### Task directions
Please copy out the stretch from the line containing "Note to the class: find each instance of the spanish" through the last of the lines, substituting "short gray hair" for "short grey hair" and keeping everything else the same.

= = = = = = =

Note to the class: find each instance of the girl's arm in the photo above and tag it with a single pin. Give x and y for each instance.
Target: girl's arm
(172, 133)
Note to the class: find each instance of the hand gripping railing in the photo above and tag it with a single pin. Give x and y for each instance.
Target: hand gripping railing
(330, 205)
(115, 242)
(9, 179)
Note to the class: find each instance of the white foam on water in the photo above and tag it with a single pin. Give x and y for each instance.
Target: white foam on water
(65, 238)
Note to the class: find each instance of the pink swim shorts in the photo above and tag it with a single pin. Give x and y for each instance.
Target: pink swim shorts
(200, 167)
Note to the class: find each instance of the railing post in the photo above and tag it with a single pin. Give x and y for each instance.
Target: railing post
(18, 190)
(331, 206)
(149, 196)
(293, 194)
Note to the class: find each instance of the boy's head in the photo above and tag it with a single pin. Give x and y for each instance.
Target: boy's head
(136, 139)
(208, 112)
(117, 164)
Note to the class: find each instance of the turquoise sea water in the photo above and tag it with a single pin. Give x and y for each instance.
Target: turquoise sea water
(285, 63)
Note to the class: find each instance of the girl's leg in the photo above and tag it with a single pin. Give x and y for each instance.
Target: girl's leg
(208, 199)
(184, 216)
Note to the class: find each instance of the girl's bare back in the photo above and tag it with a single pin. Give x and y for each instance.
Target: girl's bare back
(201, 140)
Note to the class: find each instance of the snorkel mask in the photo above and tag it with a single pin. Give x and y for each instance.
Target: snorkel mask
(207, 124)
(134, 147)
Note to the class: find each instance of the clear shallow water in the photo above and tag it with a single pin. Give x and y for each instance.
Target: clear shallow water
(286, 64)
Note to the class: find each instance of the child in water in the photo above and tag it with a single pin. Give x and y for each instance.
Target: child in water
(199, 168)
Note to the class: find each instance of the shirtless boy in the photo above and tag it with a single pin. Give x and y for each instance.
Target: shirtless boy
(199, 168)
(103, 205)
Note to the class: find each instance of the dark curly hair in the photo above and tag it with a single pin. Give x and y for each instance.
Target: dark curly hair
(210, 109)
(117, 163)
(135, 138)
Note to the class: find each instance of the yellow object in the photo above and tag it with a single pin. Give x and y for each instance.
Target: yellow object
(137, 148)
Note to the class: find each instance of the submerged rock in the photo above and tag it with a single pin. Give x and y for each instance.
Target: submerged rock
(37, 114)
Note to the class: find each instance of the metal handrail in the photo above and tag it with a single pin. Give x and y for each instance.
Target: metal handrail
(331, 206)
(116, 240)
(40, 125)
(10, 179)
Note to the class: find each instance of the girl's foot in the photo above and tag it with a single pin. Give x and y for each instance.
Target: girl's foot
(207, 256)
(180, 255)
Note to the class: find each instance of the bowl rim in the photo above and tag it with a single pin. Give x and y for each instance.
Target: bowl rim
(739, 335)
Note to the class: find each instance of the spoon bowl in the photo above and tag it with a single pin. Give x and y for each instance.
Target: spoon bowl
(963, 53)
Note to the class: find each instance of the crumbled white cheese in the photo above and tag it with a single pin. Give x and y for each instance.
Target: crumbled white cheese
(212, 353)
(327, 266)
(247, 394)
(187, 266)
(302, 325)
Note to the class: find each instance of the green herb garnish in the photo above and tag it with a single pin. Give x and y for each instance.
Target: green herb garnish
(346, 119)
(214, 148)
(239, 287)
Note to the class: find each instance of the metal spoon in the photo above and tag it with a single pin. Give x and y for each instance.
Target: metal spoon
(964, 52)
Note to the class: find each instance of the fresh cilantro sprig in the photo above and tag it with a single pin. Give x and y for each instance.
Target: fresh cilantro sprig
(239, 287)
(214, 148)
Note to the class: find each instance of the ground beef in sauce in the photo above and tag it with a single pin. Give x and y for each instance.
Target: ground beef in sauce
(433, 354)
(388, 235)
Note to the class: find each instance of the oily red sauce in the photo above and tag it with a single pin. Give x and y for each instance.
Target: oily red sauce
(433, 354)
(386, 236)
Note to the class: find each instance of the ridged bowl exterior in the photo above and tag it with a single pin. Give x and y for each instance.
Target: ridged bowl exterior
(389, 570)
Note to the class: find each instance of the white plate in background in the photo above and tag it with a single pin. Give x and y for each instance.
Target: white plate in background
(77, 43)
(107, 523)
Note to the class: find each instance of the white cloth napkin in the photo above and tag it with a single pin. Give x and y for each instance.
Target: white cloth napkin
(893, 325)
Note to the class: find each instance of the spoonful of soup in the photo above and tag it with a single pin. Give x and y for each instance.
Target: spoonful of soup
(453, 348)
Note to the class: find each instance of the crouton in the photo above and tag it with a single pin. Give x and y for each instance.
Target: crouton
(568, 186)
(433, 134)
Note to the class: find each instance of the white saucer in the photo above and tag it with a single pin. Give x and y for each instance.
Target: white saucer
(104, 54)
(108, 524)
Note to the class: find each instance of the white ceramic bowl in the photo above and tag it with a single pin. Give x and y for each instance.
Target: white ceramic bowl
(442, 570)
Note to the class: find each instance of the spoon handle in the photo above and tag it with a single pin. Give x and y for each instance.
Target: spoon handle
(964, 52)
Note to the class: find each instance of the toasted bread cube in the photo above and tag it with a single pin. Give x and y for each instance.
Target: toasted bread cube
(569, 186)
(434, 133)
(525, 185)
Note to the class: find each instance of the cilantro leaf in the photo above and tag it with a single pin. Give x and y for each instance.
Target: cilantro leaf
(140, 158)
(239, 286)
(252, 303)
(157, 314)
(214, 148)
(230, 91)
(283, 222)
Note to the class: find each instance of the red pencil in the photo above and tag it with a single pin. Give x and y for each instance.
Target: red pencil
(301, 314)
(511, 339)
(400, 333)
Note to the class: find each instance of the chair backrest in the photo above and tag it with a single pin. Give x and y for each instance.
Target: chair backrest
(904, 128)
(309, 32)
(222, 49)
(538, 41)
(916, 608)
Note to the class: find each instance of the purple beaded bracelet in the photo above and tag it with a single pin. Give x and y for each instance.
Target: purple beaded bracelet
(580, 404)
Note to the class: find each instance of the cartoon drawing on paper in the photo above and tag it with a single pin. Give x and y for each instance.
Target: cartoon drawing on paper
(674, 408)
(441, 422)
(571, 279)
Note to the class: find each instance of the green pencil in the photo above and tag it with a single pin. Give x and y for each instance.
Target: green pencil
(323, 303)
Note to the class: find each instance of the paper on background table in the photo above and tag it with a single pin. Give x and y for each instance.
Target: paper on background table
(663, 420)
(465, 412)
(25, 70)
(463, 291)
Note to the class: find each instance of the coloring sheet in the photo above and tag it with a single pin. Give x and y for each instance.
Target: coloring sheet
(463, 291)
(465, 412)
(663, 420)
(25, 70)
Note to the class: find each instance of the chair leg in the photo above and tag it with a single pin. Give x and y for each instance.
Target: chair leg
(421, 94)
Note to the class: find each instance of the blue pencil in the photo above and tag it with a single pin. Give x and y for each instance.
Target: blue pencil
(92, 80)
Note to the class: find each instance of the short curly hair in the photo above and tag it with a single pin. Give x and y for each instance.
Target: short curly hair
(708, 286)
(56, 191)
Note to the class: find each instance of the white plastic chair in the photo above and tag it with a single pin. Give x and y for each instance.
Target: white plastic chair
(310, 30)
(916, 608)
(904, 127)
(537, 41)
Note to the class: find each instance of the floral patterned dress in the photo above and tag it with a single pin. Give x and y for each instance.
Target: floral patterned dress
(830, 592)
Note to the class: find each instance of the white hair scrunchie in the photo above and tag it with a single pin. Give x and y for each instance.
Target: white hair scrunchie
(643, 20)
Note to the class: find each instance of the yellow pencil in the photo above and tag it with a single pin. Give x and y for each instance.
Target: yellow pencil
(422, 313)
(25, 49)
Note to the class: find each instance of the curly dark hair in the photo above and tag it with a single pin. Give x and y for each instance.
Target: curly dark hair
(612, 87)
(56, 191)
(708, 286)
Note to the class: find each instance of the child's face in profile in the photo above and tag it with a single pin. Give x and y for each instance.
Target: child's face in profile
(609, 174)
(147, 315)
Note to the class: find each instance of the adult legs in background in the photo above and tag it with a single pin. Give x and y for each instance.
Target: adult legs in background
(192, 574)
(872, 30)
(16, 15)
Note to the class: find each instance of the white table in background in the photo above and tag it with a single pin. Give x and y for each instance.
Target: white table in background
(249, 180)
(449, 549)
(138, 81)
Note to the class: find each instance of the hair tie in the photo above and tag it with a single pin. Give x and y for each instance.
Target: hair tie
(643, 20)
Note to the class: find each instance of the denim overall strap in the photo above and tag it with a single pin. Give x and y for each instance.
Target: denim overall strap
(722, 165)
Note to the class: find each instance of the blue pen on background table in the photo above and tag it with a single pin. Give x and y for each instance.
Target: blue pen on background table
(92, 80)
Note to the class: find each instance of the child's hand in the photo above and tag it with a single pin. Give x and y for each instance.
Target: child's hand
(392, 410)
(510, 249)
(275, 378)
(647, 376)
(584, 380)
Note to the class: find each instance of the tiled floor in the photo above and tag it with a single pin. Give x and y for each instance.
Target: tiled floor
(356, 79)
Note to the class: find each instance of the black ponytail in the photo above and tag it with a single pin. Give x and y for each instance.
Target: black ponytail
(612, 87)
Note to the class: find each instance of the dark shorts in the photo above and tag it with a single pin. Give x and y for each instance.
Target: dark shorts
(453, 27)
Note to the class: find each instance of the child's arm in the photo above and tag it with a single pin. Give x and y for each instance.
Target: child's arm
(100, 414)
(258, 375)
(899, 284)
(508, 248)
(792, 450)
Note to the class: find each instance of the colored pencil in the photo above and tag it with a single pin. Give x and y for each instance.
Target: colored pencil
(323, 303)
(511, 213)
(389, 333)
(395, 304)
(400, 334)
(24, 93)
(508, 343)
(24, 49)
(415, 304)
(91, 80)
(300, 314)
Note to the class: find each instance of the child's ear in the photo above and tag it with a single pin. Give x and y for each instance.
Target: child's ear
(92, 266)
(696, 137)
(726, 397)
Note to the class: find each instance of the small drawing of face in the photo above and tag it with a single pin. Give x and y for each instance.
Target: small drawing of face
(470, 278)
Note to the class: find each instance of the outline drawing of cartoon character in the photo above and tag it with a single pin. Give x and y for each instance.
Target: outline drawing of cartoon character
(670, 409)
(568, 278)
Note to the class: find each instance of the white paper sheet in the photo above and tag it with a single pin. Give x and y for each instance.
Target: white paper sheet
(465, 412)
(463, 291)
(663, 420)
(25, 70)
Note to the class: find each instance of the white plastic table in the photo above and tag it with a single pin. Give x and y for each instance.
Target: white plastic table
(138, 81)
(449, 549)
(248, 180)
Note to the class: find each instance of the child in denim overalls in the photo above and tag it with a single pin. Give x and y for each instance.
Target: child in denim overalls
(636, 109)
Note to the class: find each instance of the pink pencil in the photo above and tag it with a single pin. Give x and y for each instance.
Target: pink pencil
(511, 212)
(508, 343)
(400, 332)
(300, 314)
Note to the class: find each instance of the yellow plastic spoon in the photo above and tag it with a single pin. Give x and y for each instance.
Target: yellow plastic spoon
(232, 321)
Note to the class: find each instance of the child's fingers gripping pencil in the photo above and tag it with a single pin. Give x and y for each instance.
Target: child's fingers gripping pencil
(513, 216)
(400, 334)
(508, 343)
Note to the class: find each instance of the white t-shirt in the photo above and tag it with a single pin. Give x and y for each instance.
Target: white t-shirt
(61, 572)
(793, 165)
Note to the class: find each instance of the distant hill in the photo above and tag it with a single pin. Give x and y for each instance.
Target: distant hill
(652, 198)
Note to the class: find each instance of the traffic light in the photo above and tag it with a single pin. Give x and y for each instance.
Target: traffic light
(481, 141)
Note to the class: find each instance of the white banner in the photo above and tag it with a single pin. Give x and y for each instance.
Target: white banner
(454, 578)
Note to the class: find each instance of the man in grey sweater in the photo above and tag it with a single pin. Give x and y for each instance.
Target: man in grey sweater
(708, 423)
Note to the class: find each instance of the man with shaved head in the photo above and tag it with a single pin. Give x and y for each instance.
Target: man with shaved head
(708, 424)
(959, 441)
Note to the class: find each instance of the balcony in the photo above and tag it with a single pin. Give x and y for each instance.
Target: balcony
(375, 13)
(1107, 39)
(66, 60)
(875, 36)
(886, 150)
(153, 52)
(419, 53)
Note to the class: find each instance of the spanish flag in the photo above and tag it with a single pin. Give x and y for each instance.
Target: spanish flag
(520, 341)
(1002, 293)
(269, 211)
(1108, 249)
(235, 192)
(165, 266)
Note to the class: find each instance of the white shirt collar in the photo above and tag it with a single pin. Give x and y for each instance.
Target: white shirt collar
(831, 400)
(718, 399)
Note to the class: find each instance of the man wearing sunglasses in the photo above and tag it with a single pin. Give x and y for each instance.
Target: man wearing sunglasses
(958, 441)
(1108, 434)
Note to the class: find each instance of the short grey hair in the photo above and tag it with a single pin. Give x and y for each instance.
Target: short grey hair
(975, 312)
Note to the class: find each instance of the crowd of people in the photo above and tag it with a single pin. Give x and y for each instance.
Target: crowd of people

= = = = = = =

### Answer to this exercise
Note to the class: find each instance of the spanish flag in the photo above and tag it with a single pin. Give x and y for each instance.
Target: spanish flag
(520, 341)
(1002, 293)
(269, 211)
(1108, 249)
(235, 192)
(165, 266)
Note to the class: find each instance of the white shirt collar in the photo above and tag it with a single pin. Give x and y for each instance.
Target: white shirt collar
(831, 400)
(718, 399)
Note to the class: find each instance of the man wearing sunglasses in the photo above and tag it with a single pin. Give x and y for each instance.
Target: man wearing sunglasses
(958, 441)
(1108, 434)
Note to the class: find each instance of the short gray hair in the photo above and tag it with a single pin. Give x and y for each instance.
Target: short gray hair
(975, 312)
Note to the class: find each instance of the crowd of people in the photo above and tag it with a single pin. Give x and y for each instance.
Target: crowd of people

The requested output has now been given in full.